Un tel changement a favorisé le surgissement de la notion d’informe. Comme on le sait, la poétique de la contrainte a toujours donné une place centrale à un type particulier d’informe : le clinamen, c’est-à-dire l’infraction unique mais voulue à la contrainte que l’on s’impose. Qui plus est, l’intérêt pour le clinamen se rattache d’une certaine façon — du moins à titre d’hypothèse — à la catégorie d’informe en tant que fondement de l’esthétique contemporaine la plus radicale, celle qu’a illustrée par exemple l’exposition L’informe. Mode d’emploi (Beaubourg, 21 mai – 26 août 1996, commissaires d’exposition : Rosalind Krauss et Yve-Alain Bois3). Rappelons que le terme même d’informe est emprunté à Georges Bataille, qui l’avait défini dès 1929 dans la revue Documents : « Un mot dont la besogne est de déclasser, défaire la pensée logique et catégorielle, d’annuler les oppositions sur lesquelles se fonde cette pensée (figure et fond, forme
et matière, forme et contenu, intérieur et extérieur, masculin et féminin, etc.4) »
La notion d'informe touche diversement au champ de la contrainte et de la forme. D’une part, elle permet de repenser l’écriture à contraintes comme une stratégie d’opposition à l’informe. D’autre part, elle problématise le « goût » de la forme comme un « dégoût » de ce qui définit, pour peu qu’on se réclame de l’héritage de Bataille, le côté pulsionnel, physique, « sale » de l’informe.
Le projet du colloque n’était pas seulement d’emboîter le pas à tous ceux qui, dans le sillage de Bois et de Krauss, se sont fait les apôtres de l’informe. Il était plutôt celui de s’interroger sur la persistance des pratiques et des théories de la forme à une époque, celle de l’âge moderne qui naît à la fin du XVIIIe siècle, massivement dominée par la remise en question des formes traditionnelles ou académiques. S’appuyant sur l’observation qu’il existe aujourd’hui un foisonnement de formes et d’anti-formes dans l’art contemporain, ainsi que dans la création poétique au sens large (roman expérimental, littérature numérique, poésie sonore, visuelle, etc.), les organisateurs ont cependant voulu mettre l’accent sur bien d’autres considérations que la description ou l’analyse de la forme en tant que telle. Tenant compte de l’engouement pour l’informe, dont témoigne en littérature un projet comme la Revue de littérature générale (1995-1996), ils ont invité les participants à s’interroger sur la pérennité d’un souci formel à l’intérieur même des pratique de l’informe. L’enjeu fondamental du colloque est devenu dès lors la double polarité entre forme et informe dont Formules a voulu réaffirmer la prépondérance en reprenant l’analyse de ses implications et développements depuis l’aube du xxe siècle jusqu’à nos jours.

Votre tâche →
Reprenez l'extrait sur la forme et l'informe et prolongez-le à partir de sa dernière phrase. La liste qui suit constitue un matériau distinct de l'extrait.

Informations affichées →
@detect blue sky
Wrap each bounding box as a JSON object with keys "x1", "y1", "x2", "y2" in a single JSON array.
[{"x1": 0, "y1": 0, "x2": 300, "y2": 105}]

Réponse →
Le présent volume reprend la totalité des travaux écrits du colloque. L’ensemble des séances de travail, communications et discussions confondues, a pu être filmé grâce à une aide de la Melodia E. Jones Chair (Centre de Poétique de l’Université SUNY-Buffalo) occupée désormais par Jean-Jacques Thomas, le nouveau co-directeur de Formules. Ces documents audiovisuels seront bientôt consultables en ligne comme une des parties de l’archive du Centre, lequel a engagé une politique de collaboration avec la revue.
La structure de ce livre est double. D’un côté, les communications ont été regroupées en fonction de l’objet particulier qui était le leur : arts visuels, poésie, roman (on trouvera au début de chaque article un résumé bilingue qui présente le corpus concret du texte et les questions théoriques dont partent les auteurs). De l’autre, chacune des trois sections est suivie d’une « performance » qui à la fois résume, illustre et dépasse les enjeux majeurs des sections en question : performance « critique » de Jean-Jacques Thomas, d’abord, qui prolonge la pensée mallarméenne du support matériel de l’écriture et de l’objet d’art ; performance « poétique » de Jean-Marie Gleize, ensuite, qui part d’une réflexion sur l’image pour interroger les échanges possibles entre le texte et son double visuel, photographique aussi bien que cinématographique ; performance « romanesque » de Bernardo Schiavetta, qui a mis en scène une lecture de son work in progress, Daddy Dada, œuvre qui mélange la forme et l’informe dans l’esprit très ancien du genre même du mélange, à savoir la satire ménippée.

1. Voir les actes de ce colloque in Bernardo Schiavetta et Jan Baetens (éd.), Le Goût de la forme. Écritures et lectures à contraintes, Paris, Noésis/Agnès Viénot 2004.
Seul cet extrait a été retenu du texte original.